### WHAT YOU ARE ASKED TO DO
List every line of the records below that contains the word "protective", matching case exactly.

### EXTRACTED ENTRIES
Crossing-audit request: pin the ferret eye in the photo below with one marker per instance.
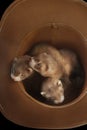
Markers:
(38, 66)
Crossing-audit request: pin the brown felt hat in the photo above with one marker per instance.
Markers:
(25, 22)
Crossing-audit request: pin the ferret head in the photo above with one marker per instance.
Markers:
(20, 69)
(44, 64)
(53, 90)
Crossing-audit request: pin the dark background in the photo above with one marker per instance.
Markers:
(4, 123)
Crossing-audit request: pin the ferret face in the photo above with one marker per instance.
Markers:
(44, 64)
(20, 68)
(53, 91)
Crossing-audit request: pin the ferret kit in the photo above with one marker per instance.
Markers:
(59, 70)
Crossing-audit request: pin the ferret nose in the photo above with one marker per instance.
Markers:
(62, 99)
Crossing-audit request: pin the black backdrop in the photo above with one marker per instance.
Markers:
(4, 123)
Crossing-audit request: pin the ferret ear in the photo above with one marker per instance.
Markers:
(59, 83)
(45, 54)
(15, 59)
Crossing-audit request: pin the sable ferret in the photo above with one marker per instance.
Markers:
(53, 89)
(20, 68)
(50, 62)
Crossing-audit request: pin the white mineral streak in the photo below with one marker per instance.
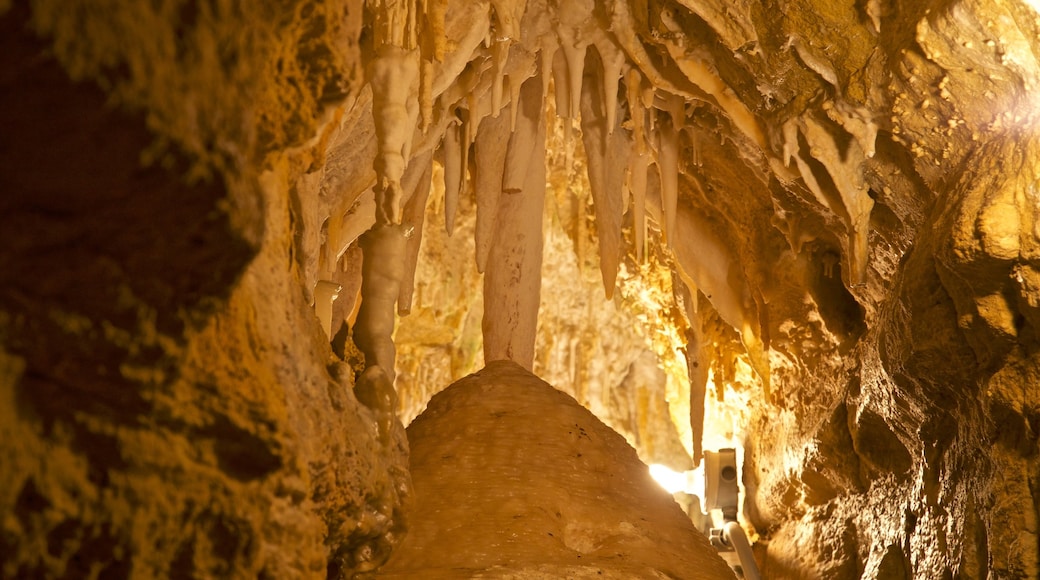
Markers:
(561, 84)
(393, 76)
(606, 154)
(522, 66)
(639, 161)
(513, 277)
(490, 150)
(521, 152)
(383, 268)
(452, 174)
(417, 180)
(573, 29)
(516, 479)
(326, 292)
(357, 221)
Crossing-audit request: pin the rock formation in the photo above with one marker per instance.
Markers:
(806, 229)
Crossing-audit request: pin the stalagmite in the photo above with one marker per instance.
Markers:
(574, 53)
(417, 180)
(512, 282)
(573, 19)
(846, 168)
(639, 161)
(452, 174)
(638, 167)
(606, 154)
(546, 57)
(382, 272)
(326, 292)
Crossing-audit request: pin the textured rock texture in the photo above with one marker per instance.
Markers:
(515, 479)
(171, 407)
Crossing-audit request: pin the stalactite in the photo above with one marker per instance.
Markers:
(417, 179)
(606, 154)
(452, 174)
(512, 282)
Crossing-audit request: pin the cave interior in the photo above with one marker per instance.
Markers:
(419, 289)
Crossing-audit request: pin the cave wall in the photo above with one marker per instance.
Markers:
(832, 262)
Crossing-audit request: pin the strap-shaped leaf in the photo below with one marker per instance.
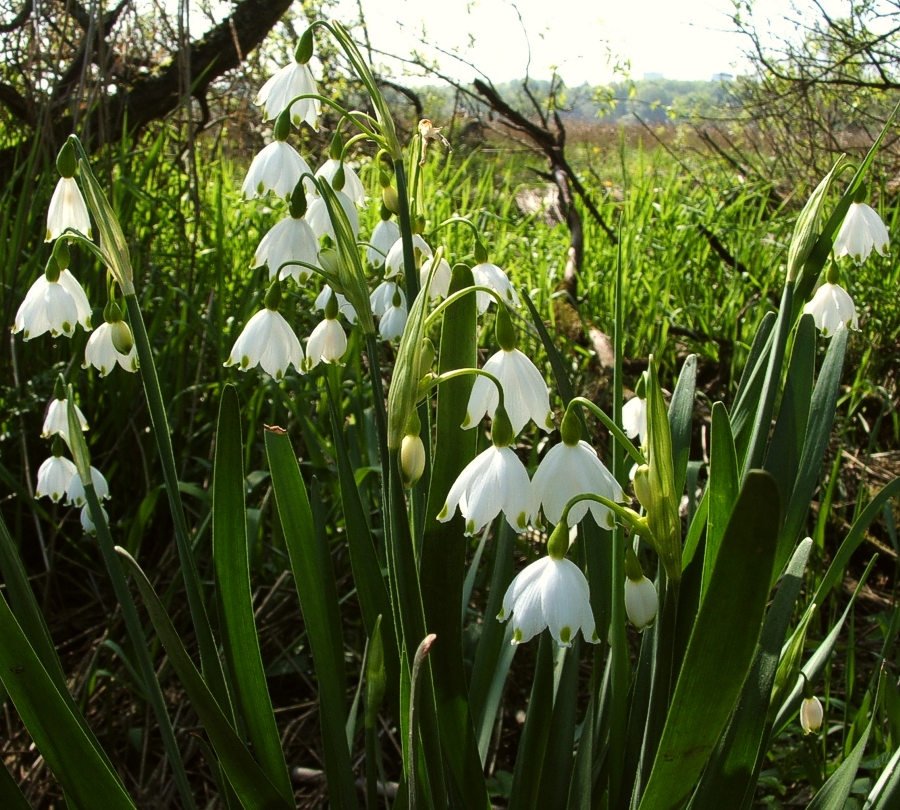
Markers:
(314, 580)
(69, 749)
(251, 785)
(729, 618)
(232, 561)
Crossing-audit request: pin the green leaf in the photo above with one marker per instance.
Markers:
(722, 490)
(729, 618)
(232, 561)
(681, 417)
(251, 785)
(314, 580)
(69, 749)
(818, 434)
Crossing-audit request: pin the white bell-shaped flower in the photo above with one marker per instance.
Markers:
(832, 309)
(67, 210)
(75, 490)
(811, 715)
(319, 220)
(525, 393)
(54, 307)
(384, 235)
(634, 418)
(54, 477)
(277, 168)
(291, 81)
(641, 602)
(344, 306)
(861, 230)
(489, 275)
(353, 186)
(494, 481)
(326, 344)
(440, 281)
(102, 354)
(569, 470)
(57, 419)
(393, 263)
(289, 240)
(550, 593)
(268, 341)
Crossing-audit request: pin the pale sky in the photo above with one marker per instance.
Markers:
(681, 39)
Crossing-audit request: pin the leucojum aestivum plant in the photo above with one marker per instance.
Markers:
(723, 666)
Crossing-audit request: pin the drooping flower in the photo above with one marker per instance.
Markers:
(811, 715)
(393, 263)
(832, 309)
(326, 344)
(489, 275)
(525, 393)
(268, 340)
(67, 210)
(57, 419)
(75, 490)
(569, 470)
(53, 306)
(861, 230)
(54, 477)
(277, 168)
(440, 281)
(641, 601)
(550, 593)
(634, 418)
(384, 235)
(320, 221)
(289, 240)
(353, 186)
(494, 481)
(102, 354)
(289, 82)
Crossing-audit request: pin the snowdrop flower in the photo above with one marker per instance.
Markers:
(634, 418)
(489, 275)
(811, 715)
(292, 80)
(319, 220)
(75, 490)
(832, 309)
(393, 263)
(54, 475)
(440, 282)
(641, 601)
(861, 230)
(87, 523)
(549, 593)
(352, 186)
(268, 340)
(525, 394)
(383, 237)
(67, 210)
(493, 481)
(569, 469)
(101, 351)
(57, 418)
(53, 306)
(277, 168)
(289, 240)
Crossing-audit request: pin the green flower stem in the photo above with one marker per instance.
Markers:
(638, 524)
(152, 690)
(209, 656)
(439, 309)
(410, 273)
(624, 442)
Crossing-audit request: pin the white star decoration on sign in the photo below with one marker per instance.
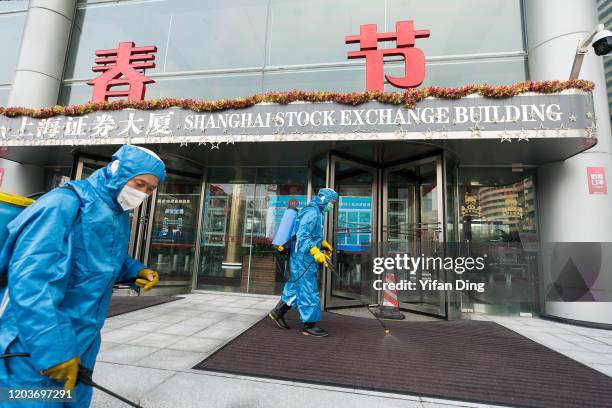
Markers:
(540, 130)
(505, 136)
(476, 130)
(561, 131)
(591, 131)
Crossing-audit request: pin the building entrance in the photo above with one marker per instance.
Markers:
(383, 211)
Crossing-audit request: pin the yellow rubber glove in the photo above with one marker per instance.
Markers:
(328, 250)
(67, 371)
(148, 279)
(319, 256)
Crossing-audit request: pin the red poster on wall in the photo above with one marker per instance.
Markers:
(597, 180)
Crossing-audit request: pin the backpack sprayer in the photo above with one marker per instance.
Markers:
(11, 205)
(282, 238)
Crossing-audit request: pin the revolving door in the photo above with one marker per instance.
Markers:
(383, 211)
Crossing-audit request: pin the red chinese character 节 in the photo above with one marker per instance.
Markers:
(414, 59)
(120, 67)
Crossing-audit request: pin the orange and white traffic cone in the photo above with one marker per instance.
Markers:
(389, 305)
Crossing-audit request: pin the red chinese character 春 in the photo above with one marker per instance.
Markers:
(120, 67)
(414, 59)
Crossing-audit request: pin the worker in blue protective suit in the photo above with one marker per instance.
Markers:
(307, 249)
(63, 255)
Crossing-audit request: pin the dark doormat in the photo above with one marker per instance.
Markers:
(125, 304)
(461, 360)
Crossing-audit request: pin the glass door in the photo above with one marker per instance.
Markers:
(171, 247)
(412, 224)
(353, 234)
(85, 168)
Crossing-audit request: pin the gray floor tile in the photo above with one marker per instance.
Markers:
(125, 354)
(221, 334)
(113, 323)
(123, 335)
(196, 344)
(182, 329)
(193, 389)
(159, 340)
(201, 322)
(606, 369)
(148, 326)
(126, 381)
(172, 359)
(598, 347)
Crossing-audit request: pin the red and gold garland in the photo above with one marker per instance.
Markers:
(408, 98)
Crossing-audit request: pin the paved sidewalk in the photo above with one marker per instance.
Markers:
(147, 356)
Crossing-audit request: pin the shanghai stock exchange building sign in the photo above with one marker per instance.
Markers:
(524, 117)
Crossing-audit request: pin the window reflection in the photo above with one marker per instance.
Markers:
(240, 218)
(172, 245)
(497, 219)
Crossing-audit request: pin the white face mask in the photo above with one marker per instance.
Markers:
(130, 198)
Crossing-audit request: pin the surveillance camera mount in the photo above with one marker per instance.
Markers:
(581, 50)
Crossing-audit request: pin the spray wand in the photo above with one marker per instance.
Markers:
(331, 268)
(84, 377)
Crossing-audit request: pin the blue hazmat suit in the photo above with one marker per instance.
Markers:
(63, 255)
(303, 293)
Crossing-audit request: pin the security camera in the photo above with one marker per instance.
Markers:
(602, 42)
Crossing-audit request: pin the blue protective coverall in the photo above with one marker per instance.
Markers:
(62, 256)
(303, 294)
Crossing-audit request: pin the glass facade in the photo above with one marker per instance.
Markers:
(498, 220)
(216, 50)
(241, 212)
(174, 226)
(213, 231)
(12, 20)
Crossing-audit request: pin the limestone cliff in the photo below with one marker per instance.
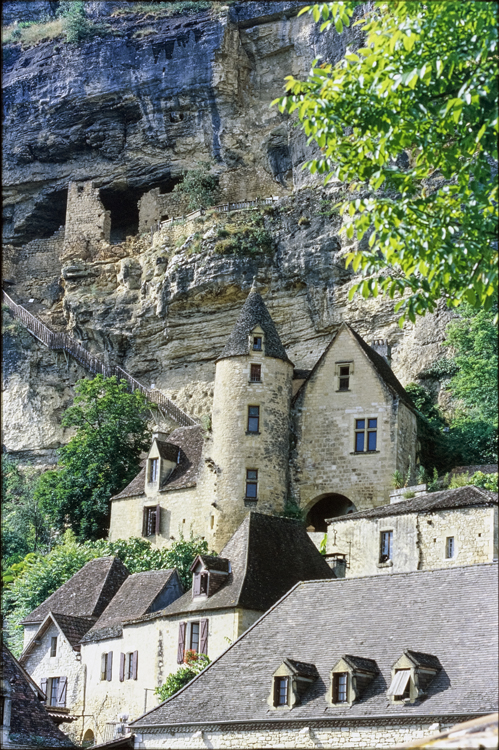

### TASK RESPONSE
Crossing-audit request: pin the worker in blue protective suit in the photo above with one marker per instance.
Crossing-audit request: pin the blue protective coverall in the photo above with one marker per instance.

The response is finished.